*TASK DIRECTIONS*. The requested output is every line from the one with "the black cassock" through the last line below, printed exactly.

[Saved data entries]
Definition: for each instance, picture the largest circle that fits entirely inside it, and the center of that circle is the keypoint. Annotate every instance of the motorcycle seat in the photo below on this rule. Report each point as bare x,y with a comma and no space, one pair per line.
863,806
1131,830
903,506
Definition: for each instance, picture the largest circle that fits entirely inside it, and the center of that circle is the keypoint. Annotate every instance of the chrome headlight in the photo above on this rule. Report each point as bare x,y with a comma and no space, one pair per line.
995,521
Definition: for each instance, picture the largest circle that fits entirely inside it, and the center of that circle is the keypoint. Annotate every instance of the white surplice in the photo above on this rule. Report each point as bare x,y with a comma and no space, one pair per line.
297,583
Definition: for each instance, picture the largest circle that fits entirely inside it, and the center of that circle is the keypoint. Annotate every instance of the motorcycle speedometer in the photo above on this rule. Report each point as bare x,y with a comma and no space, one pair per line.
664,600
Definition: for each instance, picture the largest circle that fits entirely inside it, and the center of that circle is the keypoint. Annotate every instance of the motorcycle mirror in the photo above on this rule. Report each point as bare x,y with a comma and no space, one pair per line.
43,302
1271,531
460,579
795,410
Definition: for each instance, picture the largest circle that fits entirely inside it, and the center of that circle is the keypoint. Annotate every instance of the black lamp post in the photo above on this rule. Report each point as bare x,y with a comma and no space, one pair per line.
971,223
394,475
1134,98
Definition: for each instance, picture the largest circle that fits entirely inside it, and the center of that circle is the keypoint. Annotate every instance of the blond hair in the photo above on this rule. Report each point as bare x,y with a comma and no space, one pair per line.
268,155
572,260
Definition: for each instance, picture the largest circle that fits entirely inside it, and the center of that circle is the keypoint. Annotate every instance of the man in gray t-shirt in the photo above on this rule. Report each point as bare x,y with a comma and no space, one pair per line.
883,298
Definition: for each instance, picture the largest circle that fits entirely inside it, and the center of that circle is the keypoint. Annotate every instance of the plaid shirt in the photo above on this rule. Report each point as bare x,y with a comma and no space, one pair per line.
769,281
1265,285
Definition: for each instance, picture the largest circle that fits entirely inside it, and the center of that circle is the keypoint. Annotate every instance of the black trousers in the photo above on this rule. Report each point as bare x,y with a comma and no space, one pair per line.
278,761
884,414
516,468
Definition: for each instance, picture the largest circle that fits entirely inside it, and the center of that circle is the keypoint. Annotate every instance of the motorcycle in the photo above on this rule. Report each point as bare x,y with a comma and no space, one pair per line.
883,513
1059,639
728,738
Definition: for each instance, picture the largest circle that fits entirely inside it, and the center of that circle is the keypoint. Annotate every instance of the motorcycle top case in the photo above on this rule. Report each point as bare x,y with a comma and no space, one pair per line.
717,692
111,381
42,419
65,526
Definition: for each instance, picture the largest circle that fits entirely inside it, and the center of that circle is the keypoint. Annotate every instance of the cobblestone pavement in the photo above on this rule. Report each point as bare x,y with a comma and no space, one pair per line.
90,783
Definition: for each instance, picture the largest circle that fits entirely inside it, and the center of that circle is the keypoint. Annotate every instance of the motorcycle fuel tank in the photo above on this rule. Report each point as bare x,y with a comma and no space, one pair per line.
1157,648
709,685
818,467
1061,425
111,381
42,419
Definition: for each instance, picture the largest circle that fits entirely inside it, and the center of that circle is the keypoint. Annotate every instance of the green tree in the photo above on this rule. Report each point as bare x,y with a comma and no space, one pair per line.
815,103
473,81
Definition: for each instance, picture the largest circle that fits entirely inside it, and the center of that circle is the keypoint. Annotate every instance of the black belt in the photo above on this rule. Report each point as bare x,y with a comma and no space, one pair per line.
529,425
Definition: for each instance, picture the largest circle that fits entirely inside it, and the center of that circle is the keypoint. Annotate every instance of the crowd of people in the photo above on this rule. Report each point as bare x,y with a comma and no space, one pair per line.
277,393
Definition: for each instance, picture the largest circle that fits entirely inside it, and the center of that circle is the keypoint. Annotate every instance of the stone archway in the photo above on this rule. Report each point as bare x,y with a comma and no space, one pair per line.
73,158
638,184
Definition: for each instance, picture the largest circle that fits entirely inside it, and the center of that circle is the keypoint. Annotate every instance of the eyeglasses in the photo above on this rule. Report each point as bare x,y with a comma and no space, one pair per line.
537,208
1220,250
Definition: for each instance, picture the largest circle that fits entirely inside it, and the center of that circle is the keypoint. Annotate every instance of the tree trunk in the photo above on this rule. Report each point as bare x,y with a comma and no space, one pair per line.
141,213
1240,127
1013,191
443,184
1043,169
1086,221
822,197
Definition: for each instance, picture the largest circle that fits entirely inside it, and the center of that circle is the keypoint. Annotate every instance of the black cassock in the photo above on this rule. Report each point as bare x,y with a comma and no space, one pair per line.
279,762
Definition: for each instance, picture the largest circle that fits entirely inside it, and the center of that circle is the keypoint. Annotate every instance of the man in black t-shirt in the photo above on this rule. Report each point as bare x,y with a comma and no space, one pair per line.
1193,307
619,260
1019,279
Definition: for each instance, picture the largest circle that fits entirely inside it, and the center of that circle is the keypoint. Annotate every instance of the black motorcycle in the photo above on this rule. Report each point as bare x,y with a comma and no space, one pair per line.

*RESPONSE TO THE TASK*.
Definition: for each instance, picture the largest circle that fits entirely inside it, and the center of that circle is the keypoint. Annotate every instance of the black cassock in the photo above on this rule. Report each point as bare x,y with a comma and no space, one pair per line.
279,762
Definition: for each instance, picture the largest circle that fits entirely inside it, and the center of that circle is the keypoint. Annotate every instance of the man in black t-shirt in the photo above on this rule. Report each point as bare x,y with a comma and no space, one pair per line.
1193,307
619,260
1019,279
Definition: for each instance, picture the largest circle that fits entirely inside it, and the center of that circle is the keypoint. Annotate every instance of the black motorcycle in the photo above on this rule. Report each point as bare x,y with a comma and no space, one pair per line.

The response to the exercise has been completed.